◆ **Exercise brief**: The expected output is every record below, transcribed exactly, with the pictures left out.
** Data follows **
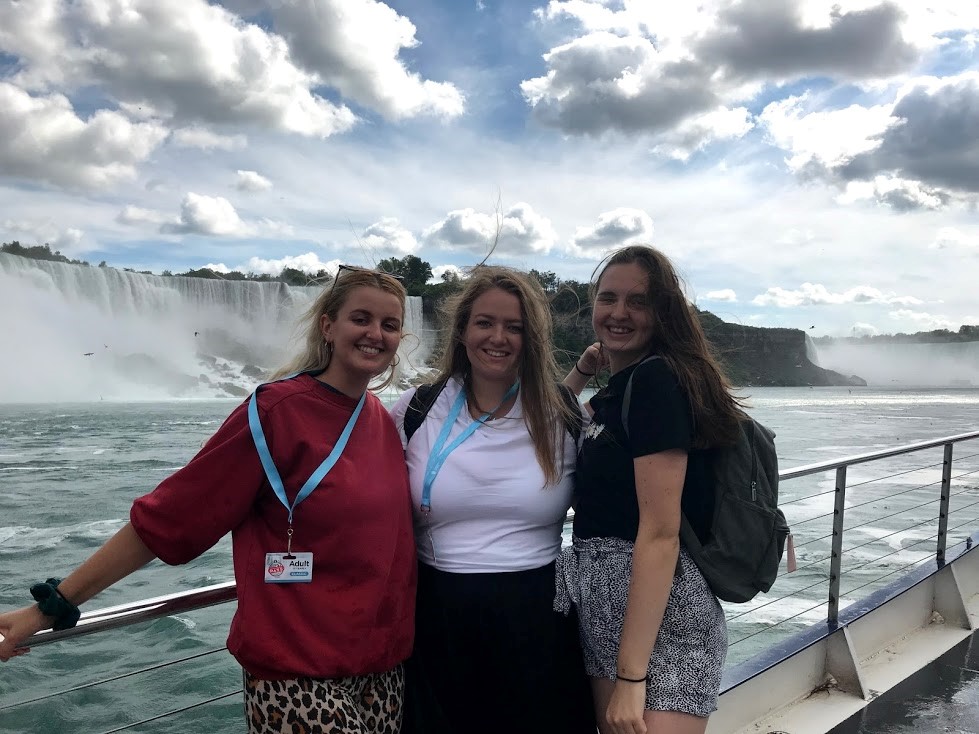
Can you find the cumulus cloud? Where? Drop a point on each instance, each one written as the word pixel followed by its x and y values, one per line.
pixel 135 215
pixel 898 194
pixel 780 40
pixel 252 181
pixel 207 215
pixel 354 47
pixel 655 68
pixel 187 60
pixel 200 137
pixel 42 139
pixel 517 232
pixel 934 142
pixel 725 294
pixel 388 234
pixel 696 133
pixel 915 152
pixel 952 238
pixel 924 321
pixel 815 294
pixel 824 138
pixel 616 228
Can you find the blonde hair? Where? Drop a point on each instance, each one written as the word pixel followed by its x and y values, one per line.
pixel 545 411
pixel 316 353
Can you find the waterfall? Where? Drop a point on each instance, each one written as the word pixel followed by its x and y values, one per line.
pixel 77 333
pixel 812 354
pixel 907 364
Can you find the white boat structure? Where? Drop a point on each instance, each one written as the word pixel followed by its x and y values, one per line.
pixel 910 591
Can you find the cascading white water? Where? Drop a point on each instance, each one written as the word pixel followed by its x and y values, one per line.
pixel 896 364
pixel 812 354
pixel 76 333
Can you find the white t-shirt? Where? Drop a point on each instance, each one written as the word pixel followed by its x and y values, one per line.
pixel 490 508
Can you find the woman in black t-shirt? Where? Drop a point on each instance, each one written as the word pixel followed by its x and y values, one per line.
pixel 653 635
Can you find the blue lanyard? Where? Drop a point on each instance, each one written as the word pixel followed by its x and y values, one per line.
pixel 438 455
pixel 258 435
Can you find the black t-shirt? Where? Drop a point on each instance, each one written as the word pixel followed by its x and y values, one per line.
pixel 659 420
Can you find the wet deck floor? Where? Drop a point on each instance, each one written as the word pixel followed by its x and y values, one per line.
pixel 942 698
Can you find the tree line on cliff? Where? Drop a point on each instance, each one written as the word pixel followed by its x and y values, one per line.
pixel 750 355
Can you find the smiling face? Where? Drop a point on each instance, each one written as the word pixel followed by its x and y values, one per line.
pixel 493 337
pixel 621 315
pixel 365 336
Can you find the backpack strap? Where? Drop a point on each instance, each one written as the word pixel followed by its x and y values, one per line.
pixel 572 419
pixel 419 405
pixel 627 395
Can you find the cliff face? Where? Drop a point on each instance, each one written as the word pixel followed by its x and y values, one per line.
pixel 753 355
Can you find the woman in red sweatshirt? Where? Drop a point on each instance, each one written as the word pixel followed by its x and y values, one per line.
pixel 323 552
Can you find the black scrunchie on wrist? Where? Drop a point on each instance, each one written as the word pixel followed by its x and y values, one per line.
pixel 53 604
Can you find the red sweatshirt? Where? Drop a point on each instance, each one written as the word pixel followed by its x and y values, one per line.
pixel 357 614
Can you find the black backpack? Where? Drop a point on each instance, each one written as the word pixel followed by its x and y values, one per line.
pixel 748 532
pixel 425 396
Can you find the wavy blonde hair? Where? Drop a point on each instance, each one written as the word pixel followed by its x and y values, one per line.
pixel 545 411
pixel 316 354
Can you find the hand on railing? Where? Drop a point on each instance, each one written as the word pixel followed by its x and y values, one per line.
pixel 17 626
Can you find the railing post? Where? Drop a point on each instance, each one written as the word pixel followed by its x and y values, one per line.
pixel 836 560
pixel 943 507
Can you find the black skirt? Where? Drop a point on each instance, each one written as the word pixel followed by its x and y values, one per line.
pixel 491 655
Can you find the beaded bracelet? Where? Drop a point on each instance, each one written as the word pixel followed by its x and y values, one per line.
pixel 631 680
pixel 52 603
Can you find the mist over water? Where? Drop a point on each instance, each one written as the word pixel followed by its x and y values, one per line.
pixel 955 364
pixel 75 333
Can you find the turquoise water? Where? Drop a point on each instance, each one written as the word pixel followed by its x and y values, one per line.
pixel 69 472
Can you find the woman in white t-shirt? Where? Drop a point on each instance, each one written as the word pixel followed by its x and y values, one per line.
pixel 491 456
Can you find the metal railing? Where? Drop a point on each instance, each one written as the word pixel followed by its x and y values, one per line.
pixel 942 493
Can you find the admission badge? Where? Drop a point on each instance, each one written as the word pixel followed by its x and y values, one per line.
pixel 288 568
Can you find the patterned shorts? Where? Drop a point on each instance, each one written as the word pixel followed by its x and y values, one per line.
pixel 363 704
pixel 688 658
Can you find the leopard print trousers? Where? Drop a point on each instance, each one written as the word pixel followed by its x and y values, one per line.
pixel 363 704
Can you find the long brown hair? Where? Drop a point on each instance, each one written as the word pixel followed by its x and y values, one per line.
pixel 678 338
pixel 315 354
pixel 545 412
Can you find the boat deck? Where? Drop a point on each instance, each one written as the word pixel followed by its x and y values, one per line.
pixel 941 698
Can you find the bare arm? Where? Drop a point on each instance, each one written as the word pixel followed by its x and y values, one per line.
pixel 659 485
pixel 122 554
pixel 589 364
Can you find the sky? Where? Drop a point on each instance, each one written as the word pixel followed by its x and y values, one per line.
pixel 805 164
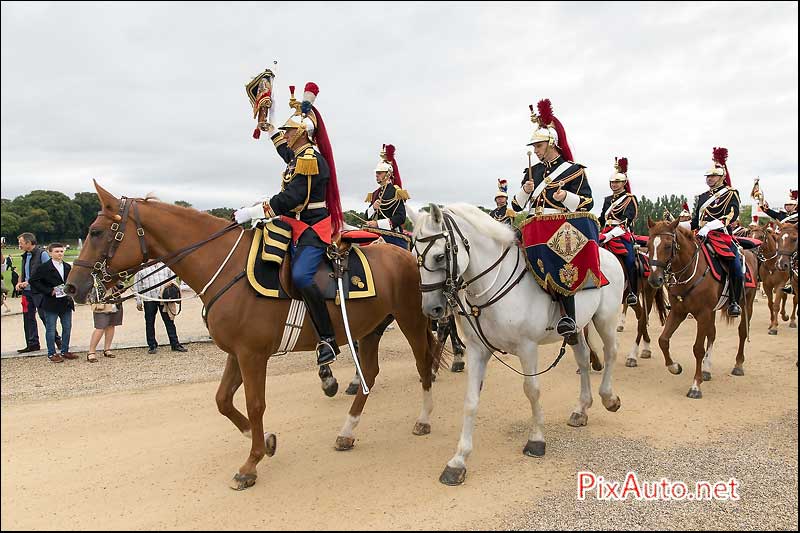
** End of Data **
◆ **Exercise response**:
Can you find the cumulus cloud? Where? Drop a point on each instance, each one written as the word pixel followed by its x and y values, one per line.
pixel 135 215
pixel 898 194
pixel 780 40
pixel 252 181
pixel 207 215
pixel 354 47
pixel 655 68
pixel 187 60
pixel 200 137
pixel 42 139
pixel 517 232
pixel 934 142
pixel 725 294
pixel 388 234
pixel 696 133
pixel 915 152
pixel 952 238
pixel 924 321
pixel 815 294
pixel 824 138
pixel 616 228
Can you find the blonde hair? Where? Drop a point on each instance, each one written as the word pixel followed by its x and y values, one per line.
pixel 545 411
pixel 316 353
Can you find the waterfall? Where? Drop a point on each instance, each one written as the word pixel followed by its x and y values, one per line.
pixel 77 333
pixel 812 354
pixel 907 364
Can you find the white boat structure? Where? Drop a point on each instance, each one written as the word pixel followed by its x and y values, one per line.
pixel 910 591
Can you find the cascading white water? Where? Drop a point on each instance, each one written as the word pixel followed by its x and y values, one per line.
pixel 896 364
pixel 812 354
pixel 76 333
Can you find the white t-shirt? Where? Drop a point on each instance, each one written as the word pixel followed by its x and y values, one per line.
pixel 490 508
Can you find the woman in black t-shirt? Where? Drop a point on each instance, each one written as the word pixel followed by its x and y values, one per line.
pixel 653 635
Can you find the blue lanyard? Where? Drop a point on each instance, each one written as the word pixel followed by its x and y values, one per line.
pixel 438 455
pixel 258 435
Can you find the black t-shirt? Where? Drop a point on each instance, each one written as the word pixel followed by its x and y values, one per line.
pixel 659 420
Can you find the wet deck floor? Where? Drop a point on each instance, each one written as the word pixel followed by its x and y values, one per line.
pixel 942 698
Can you find the tree line on cliff? Where? Drop a point on each instance, each one written as the word pixel followed by its x and y values, one per line.
pixel 750 355
Can you find the smiling face? Where? Drop a point on each instance, each one written as the word pixel followed by its x and y values, one per line.
pixel 493 337
pixel 621 315
pixel 365 336
Can you find the backpack strap? Where? Drop a point on each instance, each one written as the word pixel followed by its x and y values, one per line.
pixel 572 419
pixel 419 405
pixel 627 395
Can you find the cliff face? Where? Drop a point on each instance, each one written as the word pixel followed by its x and y values, one per line.
pixel 753 355
Can you find the woman in red sweatshirt? Where? Drop a point on each instance, each one written as the word pixel followed by its x and y values, one per line.
pixel 323 552
Can you find the black scrunchie on wrist? Where? Drop a point on each instance, each one written as the word pixel followed by its x and y values, one per line.
pixel 53 604
Can you find the red sweatshirt? Where? Drop a point on each instance, each one written as the word pixel followed by its x and y values, one per line.
pixel 357 614
Can you find the black backpack? Where? Drop a point on each instance, each one written as the word pixel followed by its x and y values, one per line.
pixel 748 532
pixel 425 396
Can you find the wavy blonde hair? Where? Drop a point on each instance, each one written as the word pixel followed by its x and y values, one per line.
pixel 545 411
pixel 316 354
Can you find the hand on railing? Where? Drop a point on each instance, each one written as the word pixel followed by its x and y values, one per line.
pixel 17 626
Can you find the railing post? Where? Drop a point on each instance, each one written as the word pixel followed by its x and y values, one per line.
pixel 836 560
pixel 943 507
Can you find the black skirt? Where? Drop a point on each instance, each one written as the word pixel followed by its x and y values, one per line.
pixel 491 655
Can you find the beaded bracelet? Where? Drop a point on each instance, each one written as the word pixel followed by its x and y values, one per line.
pixel 631 680
pixel 52 603
Can you find the mist over water? Where? Drop a point on each instance, each one written as the word pixel followed by its x and y values, one per line.
pixel 955 364
pixel 75 333
Can you find the turquoise water? Where? Drop a point on each instance, each one written as the word pixel followed by its x and y values, one per line.
pixel 69 472
Can you find the woman in white t-shirt? Where? Drop a point on each instance, each one written as the word pixel followed by its x and y values, one per line.
pixel 491 456
Can you find the metal railing? Where? Drop a point on each instance, each one written as the word pixel followed by its x and y values, one per line.
pixel 942 493
Can you find the admission badge? Where? Drop a point on each instance, each one written as the word pixel followed by its x and y values, one per line.
pixel 288 568
Can you find the patterned shorts? Where? Drop a point on each instance, each one written as the word pixel followed by its x and y values, one per line.
pixel 363 704
pixel 688 658
Can you find the leopard print trousers? Where? Drop a point on each instance, each one written as the word pixel followed by its x and y values, one per line.
pixel 363 704
Can you find the long brown hair? Where? Drop a point on each instance, each one written as the word pixel followed by its x and y values, one per line.
pixel 678 338
pixel 315 354
pixel 545 412
Can you find the boat deck? Where? Drop a point on each instance, each one written as the word pixel followed by its x and y values, one per line.
pixel 941 698
Can you find the bare arm? Where? Drop a point on each instance, each one written as the word pixel followed by its x and y values, one per line.
pixel 659 485
pixel 122 554
pixel 589 364
Can you find the sky? Where? Drop a point on each instance, each one written as the word pixel followed by its x and y values, one per line.
pixel 805 164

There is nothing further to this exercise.